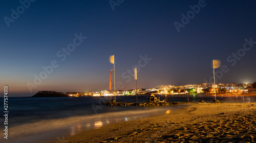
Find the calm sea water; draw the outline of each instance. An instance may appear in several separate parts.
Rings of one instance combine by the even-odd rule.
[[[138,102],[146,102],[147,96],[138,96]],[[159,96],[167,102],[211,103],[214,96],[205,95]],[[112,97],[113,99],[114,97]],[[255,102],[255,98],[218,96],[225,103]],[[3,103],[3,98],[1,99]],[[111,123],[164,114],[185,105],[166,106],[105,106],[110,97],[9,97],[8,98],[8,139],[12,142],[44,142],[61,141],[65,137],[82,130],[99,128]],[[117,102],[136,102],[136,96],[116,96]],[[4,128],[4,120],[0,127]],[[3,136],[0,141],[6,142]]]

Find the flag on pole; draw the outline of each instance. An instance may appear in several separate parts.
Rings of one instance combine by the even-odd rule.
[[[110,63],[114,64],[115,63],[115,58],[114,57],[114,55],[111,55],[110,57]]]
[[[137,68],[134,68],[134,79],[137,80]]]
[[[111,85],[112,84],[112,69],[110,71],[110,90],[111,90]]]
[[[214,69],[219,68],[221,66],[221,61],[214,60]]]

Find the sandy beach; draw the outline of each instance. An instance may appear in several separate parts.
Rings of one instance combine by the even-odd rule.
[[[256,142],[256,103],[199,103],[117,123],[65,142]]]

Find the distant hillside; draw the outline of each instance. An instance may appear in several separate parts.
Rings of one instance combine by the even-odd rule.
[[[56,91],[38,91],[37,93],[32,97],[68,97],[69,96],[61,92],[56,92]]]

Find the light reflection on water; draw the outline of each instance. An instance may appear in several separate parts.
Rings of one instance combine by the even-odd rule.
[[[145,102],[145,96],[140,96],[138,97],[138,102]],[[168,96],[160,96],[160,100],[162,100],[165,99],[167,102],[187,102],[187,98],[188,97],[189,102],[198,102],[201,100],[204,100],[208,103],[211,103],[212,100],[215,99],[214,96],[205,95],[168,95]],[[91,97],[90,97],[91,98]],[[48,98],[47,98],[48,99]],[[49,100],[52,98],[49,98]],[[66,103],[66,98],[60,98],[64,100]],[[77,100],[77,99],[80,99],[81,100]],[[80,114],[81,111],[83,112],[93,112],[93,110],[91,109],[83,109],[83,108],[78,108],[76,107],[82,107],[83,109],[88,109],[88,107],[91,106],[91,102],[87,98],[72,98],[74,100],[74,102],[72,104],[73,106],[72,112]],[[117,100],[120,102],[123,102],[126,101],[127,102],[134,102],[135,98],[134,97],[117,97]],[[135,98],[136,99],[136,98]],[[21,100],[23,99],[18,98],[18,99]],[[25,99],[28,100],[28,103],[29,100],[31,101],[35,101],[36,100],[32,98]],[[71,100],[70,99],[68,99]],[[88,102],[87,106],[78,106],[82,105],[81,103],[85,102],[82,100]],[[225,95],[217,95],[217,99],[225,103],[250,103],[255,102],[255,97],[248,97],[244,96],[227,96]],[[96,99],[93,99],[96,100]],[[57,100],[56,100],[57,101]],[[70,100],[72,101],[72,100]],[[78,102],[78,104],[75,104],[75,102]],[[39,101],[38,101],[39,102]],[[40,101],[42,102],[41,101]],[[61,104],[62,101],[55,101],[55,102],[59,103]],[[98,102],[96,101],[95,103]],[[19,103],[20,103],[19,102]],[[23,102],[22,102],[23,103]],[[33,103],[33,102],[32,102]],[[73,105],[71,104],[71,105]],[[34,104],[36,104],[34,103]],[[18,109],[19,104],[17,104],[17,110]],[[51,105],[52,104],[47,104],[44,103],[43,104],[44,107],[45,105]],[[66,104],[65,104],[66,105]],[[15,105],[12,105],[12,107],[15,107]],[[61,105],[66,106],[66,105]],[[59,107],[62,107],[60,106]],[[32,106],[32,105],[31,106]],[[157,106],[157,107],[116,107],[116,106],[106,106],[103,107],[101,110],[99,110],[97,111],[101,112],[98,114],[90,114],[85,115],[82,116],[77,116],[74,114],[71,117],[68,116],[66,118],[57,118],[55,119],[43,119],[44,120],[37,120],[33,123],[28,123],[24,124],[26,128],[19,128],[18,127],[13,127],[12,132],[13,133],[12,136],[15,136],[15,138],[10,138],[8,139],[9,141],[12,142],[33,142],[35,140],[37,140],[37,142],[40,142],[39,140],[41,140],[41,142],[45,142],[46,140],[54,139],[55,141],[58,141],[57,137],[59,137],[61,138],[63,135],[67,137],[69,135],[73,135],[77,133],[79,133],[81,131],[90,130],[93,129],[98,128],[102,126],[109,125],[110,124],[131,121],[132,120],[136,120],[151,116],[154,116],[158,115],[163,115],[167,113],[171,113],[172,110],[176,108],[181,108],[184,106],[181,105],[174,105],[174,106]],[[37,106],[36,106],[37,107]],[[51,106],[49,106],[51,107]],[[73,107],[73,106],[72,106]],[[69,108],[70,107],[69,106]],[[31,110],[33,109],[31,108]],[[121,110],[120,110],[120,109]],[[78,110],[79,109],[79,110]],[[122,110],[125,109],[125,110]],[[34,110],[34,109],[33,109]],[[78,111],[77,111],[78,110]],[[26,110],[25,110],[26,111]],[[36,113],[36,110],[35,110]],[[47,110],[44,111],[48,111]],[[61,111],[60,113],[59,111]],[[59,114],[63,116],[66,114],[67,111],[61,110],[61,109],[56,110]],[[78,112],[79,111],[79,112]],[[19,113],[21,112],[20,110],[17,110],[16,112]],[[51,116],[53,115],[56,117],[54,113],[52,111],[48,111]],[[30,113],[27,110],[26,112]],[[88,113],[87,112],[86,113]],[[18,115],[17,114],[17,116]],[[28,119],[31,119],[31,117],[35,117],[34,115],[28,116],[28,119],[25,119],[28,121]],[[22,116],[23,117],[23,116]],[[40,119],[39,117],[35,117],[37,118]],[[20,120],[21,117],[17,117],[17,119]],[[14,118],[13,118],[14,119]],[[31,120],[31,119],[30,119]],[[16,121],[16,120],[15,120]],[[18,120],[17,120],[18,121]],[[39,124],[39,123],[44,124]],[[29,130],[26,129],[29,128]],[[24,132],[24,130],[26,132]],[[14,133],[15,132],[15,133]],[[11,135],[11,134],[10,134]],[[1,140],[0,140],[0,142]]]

══════════════════════════════

*Work to do*: Extract every line of the entries above without changing a character, and leave out the pictures.

*Correct output*:
Find the calm sea water; draw the outline of each instance. An instance may appear in several separate parts.
Rings of one instance combine by the even-odd rule.
[[[138,102],[146,102],[147,96],[138,96]],[[159,96],[167,102],[211,103],[214,96],[205,95]],[[112,97],[113,99],[114,97]],[[255,102],[255,98],[218,96],[225,103]],[[3,103],[3,98],[1,99]],[[111,123],[164,114],[185,105],[166,106],[105,106],[110,97],[9,97],[8,98],[8,139],[12,142],[44,142],[61,141],[65,137],[82,130],[99,128]],[[117,102],[136,102],[136,96],[116,96]],[[4,128],[4,120],[0,127]],[[3,136],[0,141],[6,142]]]

Find the flag on pole; draw the outline of each instance. An instance may appear in several separate parts.
Rings of one instance combine by the even-odd rule.
[[[110,63],[114,64],[115,63],[115,58],[114,57],[114,55],[111,55],[110,57]]]
[[[137,68],[134,68],[134,79],[137,80]]]
[[[111,85],[112,84],[112,69],[110,71],[110,90],[111,90]]]
[[[214,69],[219,68],[221,66],[221,61],[214,60]]]

Find the sandy beach; draw the outline of each instance. An instance may appear in several separate parts.
Rings of one instance combine by the even-odd rule.
[[[256,142],[256,103],[199,103],[117,123],[65,142]]]

Find the distant hillside; draw the outline of each instance. An instance may appear in several separate parts.
Rings of one instance combine by the even-odd rule.
[[[56,91],[38,91],[37,93],[32,97],[68,97],[69,96],[61,92],[56,92]]]

Find the light reflection on water; draw the outline of each instance. An instance may appear in several separate parts.
Rings of one instance combine by the even-odd rule.
[[[145,102],[145,96],[140,96],[138,97],[138,102]],[[168,96],[160,96],[160,100],[162,100],[165,99],[167,102],[187,102],[187,98],[188,97],[189,102],[198,102],[201,100],[204,100],[208,103],[211,103],[212,100],[215,99],[214,96],[205,95],[168,95]],[[91,97],[90,97],[91,98]],[[48,98],[47,98],[48,99]],[[49,100],[52,98],[49,98]],[[66,103],[66,98],[60,98],[64,100]],[[77,100],[77,99],[80,99],[81,100]],[[80,114],[81,111],[83,112],[93,112],[93,110],[91,109],[83,109],[83,108],[78,108],[76,107],[82,107],[83,109],[88,109],[88,107],[91,106],[91,102],[87,98],[72,98],[74,100],[74,102],[72,104],[73,106],[72,112]],[[117,100],[120,102],[123,102],[126,101],[127,102],[134,102],[135,98],[134,97],[117,97]],[[135,98],[136,99],[136,98]],[[21,100],[23,99],[18,98],[18,99]],[[25,99],[28,100],[28,103],[29,100],[31,101],[35,101],[36,100],[32,98]],[[71,100],[70,99],[68,99]],[[88,102],[87,106],[78,106],[82,105],[81,103],[85,102],[82,100]],[[225,95],[217,95],[217,99],[225,103],[250,103],[255,102],[255,97],[248,97],[244,96],[227,96]],[[96,99],[93,99],[96,100]],[[57,100],[56,100],[57,101]],[[70,100],[72,101],[72,100]],[[78,102],[78,104],[75,104],[75,102]],[[39,101],[38,101],[39,102]],[[40,101],[42,102],[41,101]],[[61,104],[62,101],[55,101],[55,102],[59,103]],[[98,102],[96,101],[95,103]],[[19,103],[20,103],[19,102]],[[23,102],[22,102],[23,103]],[[33,103],[33,102],[32,102]],[[73,105],[71,104],[71,105]],[[34,104],[36,104],[34,103]],[[18,109],[19,104],[17,104],[17,110]],[[51,105],[52,104],[47,104],[44,103],[43,104],[44,107],[45,105]],[[66,104],[65,104],[66,105]],[[15,105],[12,105],[12,107],[15,107]],[[61,105],[66,106],[66,105]],[[59,107],[62,107],[60,106]],[[32,106],[32,105],[31,106]],[[157,106],[157,107],[116,107],[116,106],[106,106],[103,107],[101,110],[99,110],[97,111],[101,112],[98,114],[90,114],[85,115],[82,116],[77,116],[74,114],[71,117],[68,116],[66,118],[57,118],[55,119],[43,119],[44,120],[37,120],[33,123],[28,123],[24,124],[26,128],[19,128],[18,127],[13,127],[12,132],[13,133],[12,136],[15,136],[15,138],[10,138],[8,139],[9,141],[12,142],[33,142],[35,140],[37,140],[37,142],[40,142],[39,140],[41,140],[41,142],[45,142],[46,140],[54,139],[55,141],[58,141],[57,137],[59,137],[61,138],[63,135],[67,137],[69,135],[73,135],[77,133],[79,133],[81,131],[90,130],[93,129],[98,128],[102,126],[109,125],[110,124],[131,121],[132,120],[136,120],[151,116],[154,116],[158,115],[163,115],[167,113],[171,113],[172,110],[176,108],[181,108],[184,106],[181,105],[174,105],[174,106]],[[37,106],[36,106],[37,107]],[[51,106],[49,106],[51,107]],[[73,107],[73,106],[72,106]],[[69,108],[70,107],[69,106]],[[31,110],[33,109],[31,108]],[[121,110],[120,110],[120,109]],[[78,110],[79,109],[79,110]],[[122,110],[125,109],[125,110]],[[34,110],[34,109],[33,109]],[[78,111],[77,111],[78,110]],[[26,110],[25,110],[26,111]],[[36,113],[36,110],[35,110]],[[47,110],[44,111],[48,111]],[[61,111],[60,113],[59,111]],[[59,114],[63,116],[66,114],[67,111],[61,110],[61,109],[56,110]],[[78,112],[79,111],[79,112]],[[19,113],[21,112],[20,110],[17,110],[16,112]],[[51,116],[53,115],[56,117],[54,113],[52,111],[48,111]],[[30,113],[27,110],[26,112]],[[88,113],[87,112],[86,113]],[[18,115],[17,114],[17,116]],[[28,119],[31,119],[31,117],[35,117],[34,115],[28,116],[28,119],[25,119],[28,121]],[[22,116],[23,117],[23,116]],[[40,119],[39,117],[35,117],[37,118]],[[20,120],[21,117],[17,117],[17,119]],[[14,118],[13,118],[14,119]],[[31,120],[31,119],[30,119]],[[16,121],[16,120],[15,120]],[[18,120],[17,120],[18,121]],[[39,124],[39,123],[44,124]],[[29,130],[26,129],[29,128]],[[24,132],[24,130],[26,132]],[[14,133],[15,132],[15,133]],[[11,135],[11,134],[10,134]],[[1,140],[0,140],[0,142]]]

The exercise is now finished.